The Census Bureau's American Community Survey (ACS) allows us to rank the wealthiest U.S. states according to median household income. The results are surprising, with states like New York falling shy of the top 10 while Alaska makes the top 10.

10. Washington

  • Median household income: $70,979 (2017)
  • Population: 7,405,743 (2017)
  • Unemployment rate: 4.6% (Aug. 2019)
  • Persons below poverty level: 11% (2017)

Washington's median home value of $339,000 is the fifth-highest in the country and more than $120,000 above the U.S. median. However, despite its high median income and low poverty rate, Washington has one of the higher unemployment rates in the country at 4.6% according to the Bureau of Labor Statistics. The U.S. unemployment rate is 3.7% as of July 2019.

9. Virginia

  • Median household income: $71,535 (2017)
  • Population: 8,470,020 (2017)
  • Unemployment rate: 2.8% (Aug. 2019)
  • Persons below poverty level: 10.6% (2017)

Virginia adults are among the most likely in the country to hold at least a bachelor's degree, making them more qualified for high paying jobs and increasing their odds of having a lucrative career. Virginia's unemployment rate puts it below the national average, and the state has a large number of government employees and contractors, many of whom commute to Washington D.C. from the northern part of the state.

The U.S. Department of Defense is the state's largest single employer. Government jobs in northern Virginia, relating to information technology, are among the highest paid jobs in the state.

8. California

  • Median household income: $71,805 (2017)
  • Population: 39,536,653 (2017)
  • Unemployment rate: 4.1% (Aug. 2019)
  • Persons below poverty level: 13.3% (2017)

Thanks, in part, to its booming tech economy, California is one of the wealthiest states in the country. Much of California’s reputation is also built on the entertainment industry, which is centered around Los Angeles. The abundance of high paying jobs drives up the median household income in the Golden State, yet the state’s unemployment and poverty rates are higher than most.

7. Alaska 

  • Median household income: $73,181 (2017)
  • Population: 739,795 (2017)
  • Unemployment rate: 6.2% (Aug. 2019)
  • Persons below poverty level: 11.1% (2017)

The oil dividends that all Alaskans receive adds a nice boost to average household income (in 2015, it amounted to $2,072 per person), which is one of the highest in the nation. Understandably, tourism and fishing help drive the economy. However, several key economic indicators paint a not-so-great picture. The state's $73,181 median is $3,259 less than it was the previous year. No other state experienced a drop above $1,300.
______
§ **Short problem 1**:
Translate this sentence from the piece on the wealthiest U.S. states into Spanish: "The U.S. Department of Defense is the state's largest single employer."
§ **Short problem 2**:
Copy the stretch from "Thanks, in part, to" through "Population: 739,795 (2017)" out of the piece on the wealthiest U.S. states, word for word.
______
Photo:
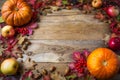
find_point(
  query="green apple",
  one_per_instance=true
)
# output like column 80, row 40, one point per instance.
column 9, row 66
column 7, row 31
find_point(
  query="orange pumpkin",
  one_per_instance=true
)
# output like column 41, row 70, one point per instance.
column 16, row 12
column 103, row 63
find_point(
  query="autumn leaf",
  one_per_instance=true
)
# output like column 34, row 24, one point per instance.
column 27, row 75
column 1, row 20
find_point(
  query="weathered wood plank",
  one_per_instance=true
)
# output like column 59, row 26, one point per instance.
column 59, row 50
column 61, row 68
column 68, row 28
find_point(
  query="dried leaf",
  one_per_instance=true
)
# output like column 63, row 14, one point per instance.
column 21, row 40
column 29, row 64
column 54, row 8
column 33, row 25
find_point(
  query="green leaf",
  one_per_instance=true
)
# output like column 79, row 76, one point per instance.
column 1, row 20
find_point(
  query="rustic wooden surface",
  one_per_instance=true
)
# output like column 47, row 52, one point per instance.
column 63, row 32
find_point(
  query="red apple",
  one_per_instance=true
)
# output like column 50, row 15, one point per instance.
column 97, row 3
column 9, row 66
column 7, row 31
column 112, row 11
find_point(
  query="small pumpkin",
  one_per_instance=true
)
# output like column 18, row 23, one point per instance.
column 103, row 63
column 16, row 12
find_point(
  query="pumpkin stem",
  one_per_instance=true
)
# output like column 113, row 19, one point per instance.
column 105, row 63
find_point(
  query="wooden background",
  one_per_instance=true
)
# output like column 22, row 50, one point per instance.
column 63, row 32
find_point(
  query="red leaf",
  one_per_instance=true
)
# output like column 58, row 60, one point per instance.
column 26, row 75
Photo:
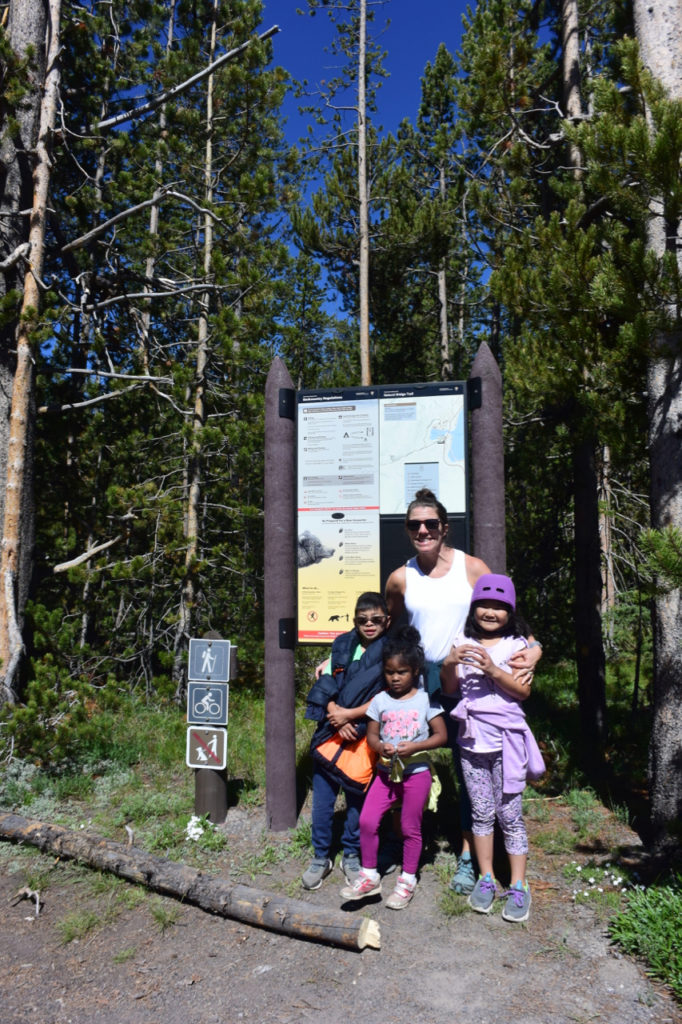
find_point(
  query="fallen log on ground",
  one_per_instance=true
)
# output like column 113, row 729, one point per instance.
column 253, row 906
______
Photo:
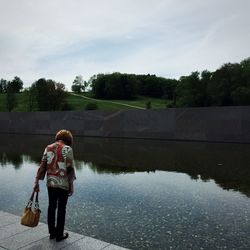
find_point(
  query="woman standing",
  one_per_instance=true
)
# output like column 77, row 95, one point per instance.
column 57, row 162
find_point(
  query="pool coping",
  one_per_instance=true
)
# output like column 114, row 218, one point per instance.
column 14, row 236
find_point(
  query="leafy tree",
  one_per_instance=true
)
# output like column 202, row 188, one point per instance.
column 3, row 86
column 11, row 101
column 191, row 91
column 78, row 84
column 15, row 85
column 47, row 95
______
§ **Final answer 1**:
El Departamento de Defensa de EE. UU. es el mayor empleador individual del estado.

§ **Final answer 2**:
Thanks, in part, to its booming tech economy, California is one of the wealthiest states in the country. Much of California’s reputation is also built on the entertainment industry, which is centered around Los Angeles. The abundance of high paying jobs drives up the median household income in the Golden State, yet the state’s unemployment and poverty rates are higher than most.

7. Alaska 

  • Median household income: $73,181 (2017)
  • Population: 739,795 (2017)